PROBLEMS TO WORK ON:
**a.** Repeat word for word the part of the text about AmCham starting with "Finally, AmCham is" and going on through "in Da Nang.".
**b.** List the kinds of applicants that the text about AmCham says its membership is open to.
**c.** Go on with the text about AmCham, starting after its final sentence.

Many of our members, including Intel and Coca-Cola, have also made significant contributions to support the Vietnamese government’s COVID response. AmCham also is coordinating contributions of non-perishable food and beverages to support Vietnamese front-line workers in hospitals and quarantine areas. AmCham joined an open letter with other foreign business chambers to express our appreciation for the Vietnamese government’s efforts to keep us all safe and well.
AmCham also has worked with our colleagues at the U.S. Agency for International Development to identify potential suppliers in Vietnam of Personal Protective Equipment (PPE) for export to the United States.
Finally, AmCham is using our AmCham Member Discount Partnership Program to support local businesses which we know are particularly struggling during this challenging time, but which make Saigon and Vietnam such a wonderful place to live. Discount Partners do not need to be AmCham members. They just offer us a discount or special offer of their choice and we promote them to our over 1500 members to support local businesses throughout Vietnam.
How will our business’ typical customer profile need to change in 2020
AmCham will continue our mission to support our over 500 corporate and 1500 business representatives throughout Vietnam and help them adapt and succeed. We seek to grow our membership and increase our support to members in HCMC as well as in Central Vietnam through our plans to establish a new chapter in Da Nang.
AmCham membership is open to U.S., Vietnamese, or other foreign corporations of all sizes, as well as to nongovernmental organizations, and individuals. We are also exploring a new membership rate to support startups as part of our efforts to continue to invest in the future.

Stored data
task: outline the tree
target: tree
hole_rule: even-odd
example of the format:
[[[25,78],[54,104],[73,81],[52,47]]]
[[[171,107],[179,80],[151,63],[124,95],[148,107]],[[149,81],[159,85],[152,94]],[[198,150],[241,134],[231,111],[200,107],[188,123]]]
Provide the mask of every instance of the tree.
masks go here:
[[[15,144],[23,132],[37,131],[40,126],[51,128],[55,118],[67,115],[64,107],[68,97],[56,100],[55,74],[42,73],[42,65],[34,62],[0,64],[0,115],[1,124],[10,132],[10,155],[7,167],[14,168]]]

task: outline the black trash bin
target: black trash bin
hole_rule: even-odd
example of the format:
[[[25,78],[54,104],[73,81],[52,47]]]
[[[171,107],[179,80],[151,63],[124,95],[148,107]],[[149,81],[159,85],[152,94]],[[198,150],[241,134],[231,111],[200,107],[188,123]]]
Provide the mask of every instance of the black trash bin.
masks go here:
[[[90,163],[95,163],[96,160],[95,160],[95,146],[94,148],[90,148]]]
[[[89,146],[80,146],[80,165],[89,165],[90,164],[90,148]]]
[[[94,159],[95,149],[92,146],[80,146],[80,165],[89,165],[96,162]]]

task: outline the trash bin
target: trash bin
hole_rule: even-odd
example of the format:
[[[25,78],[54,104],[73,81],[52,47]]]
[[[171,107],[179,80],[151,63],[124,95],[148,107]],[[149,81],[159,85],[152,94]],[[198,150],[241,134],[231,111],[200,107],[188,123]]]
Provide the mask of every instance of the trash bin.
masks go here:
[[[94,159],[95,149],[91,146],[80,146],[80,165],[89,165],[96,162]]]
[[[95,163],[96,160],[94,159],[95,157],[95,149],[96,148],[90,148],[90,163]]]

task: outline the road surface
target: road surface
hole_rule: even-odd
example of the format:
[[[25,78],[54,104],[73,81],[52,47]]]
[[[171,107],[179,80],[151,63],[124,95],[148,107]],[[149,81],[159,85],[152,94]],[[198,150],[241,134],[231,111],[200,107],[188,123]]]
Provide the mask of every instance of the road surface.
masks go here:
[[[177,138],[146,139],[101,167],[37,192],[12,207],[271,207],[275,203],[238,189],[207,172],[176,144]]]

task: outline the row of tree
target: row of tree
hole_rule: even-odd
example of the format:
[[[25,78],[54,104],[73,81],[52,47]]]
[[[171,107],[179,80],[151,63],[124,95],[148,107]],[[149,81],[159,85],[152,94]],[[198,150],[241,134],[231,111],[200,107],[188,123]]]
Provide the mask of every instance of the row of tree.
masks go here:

TASK RESPONSES:
**a.**
Finally, AmCham is using our AmCham Member Discount Partnership Program to support local businesses which we know are particularly struggling during this challenging time, but which make Saigon and Vietnam such a wonderful place to live. Discount Partners do not need to be AmCham members. They just offer us a discount or special offer of their choice and we promote them to our over 1500 members to support local businesses throughout Vietnam.
How will our business’ typical customer profile need to change in 2020
AmCham will continue our mission to support our over 500 corporate and 1500 business representatives throughout Vietnam and help them adapt and succeed. We seek to grow our membership and increase our support to members in HCMC as well as in Central Vietnam through our plans to establish a new chapter in Da Nang.

**b.**
- U.S. corporations of all sizes
- Vietnamese corporations of all sizes
- Other foreign corporations of all sizes
- Nongovernmental organizations
- Individuals

**c.**
General economic outlook in your sector for 2020 onward: positive, cautiously positive, or optimistic? What sort of bounce will your industry see after the pandemic passes?
As a former diplomat, I have always been hesitant to prognosticate. With the COVID-19 pandemic continuing to spread throughout the world, and in a particularly acute state now in the United States and Europe, I am even more wary.
I am cautiously optimistic about Vietnam’s ability to recover economically. I have been impressed by the pragmatic, yet decisive actions the Vietnamese government has taken to use its resources strategically to control the outbreak, including exhaustive efforts to trace, identify, quarantine, and test those exposed.
And to require us all to stay at home, social distance, and wear masks in public. While at the same time, maintaining essential services and manufacturing and production. And keeping us all informed transparently of developments through media, apps, and SMS alerts.
Across the board, what kind of businesses and leaders do you expect to emerge from this crisis?
I think the businesses and leaders who will emerge are those with the ability to stay true to their core missions, while adapting to new ways of providing value. I have been proud to see so many of our members contributing to Vietnam’s COVID-19 response both through their corporate social responsibility programs, and individually.
It has been heartening to see major MNCs as well as SMEs adapt to manufacturing ventilators, PPE, and researching vaccines and treatment for COVID-19. Closer to home, I have been impressed by my trainer Cyril Terrones who has figured out how to use technology to continue his fitness classes when his gym is closed.
By business owners like Vincent Mourou and Samuel Maruta of Maison Marou who are developing on-line delivery of more amazing chocolates and pastries, including a delectable pain au chocolat.
And by restaurant owners like Brad Segal of Eddie’s Diner who now delivers not just comfort food, but also real comfort through incredible service.
And Peter Cuong Franklin of Anan who has figured out how to deliver his world-class Vietnamese food with restaurant-quality beautifully presented in biodegradable containers. It’s past my lunchtime. Could you tell?